→ WHAT TO PRODUCE: From the first line to the last, write out the records exactly, leaving out images.

******

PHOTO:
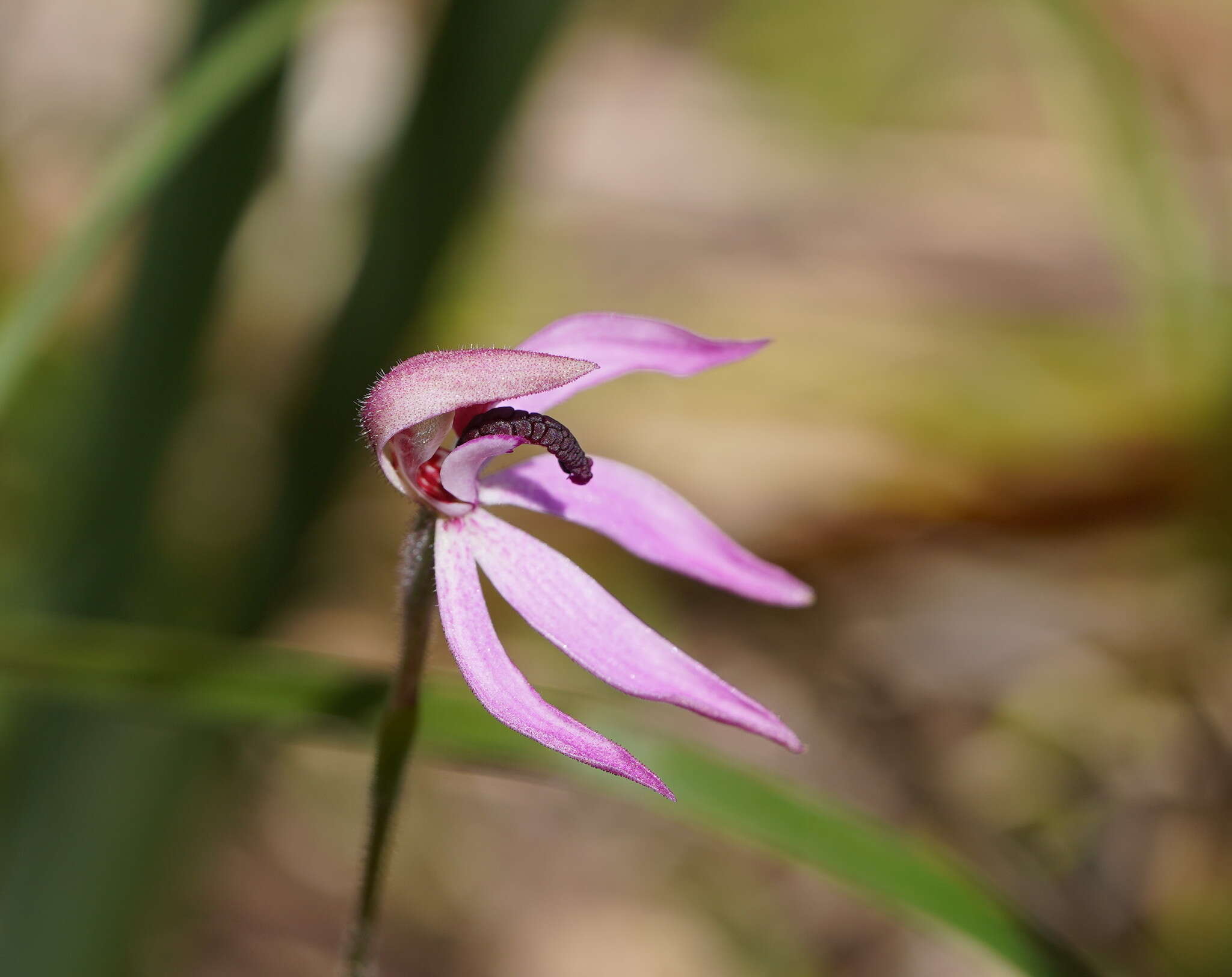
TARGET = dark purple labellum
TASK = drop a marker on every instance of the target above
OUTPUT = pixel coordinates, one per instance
(535, 429)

******

→ ANSWER TO THIS EXERCISE:
PHOTO:
TARGET = dark purple labellum
TASK = drop a marker on every instance of the target above
OUTPUT = pixel coordinates, one per instance
(535, 429)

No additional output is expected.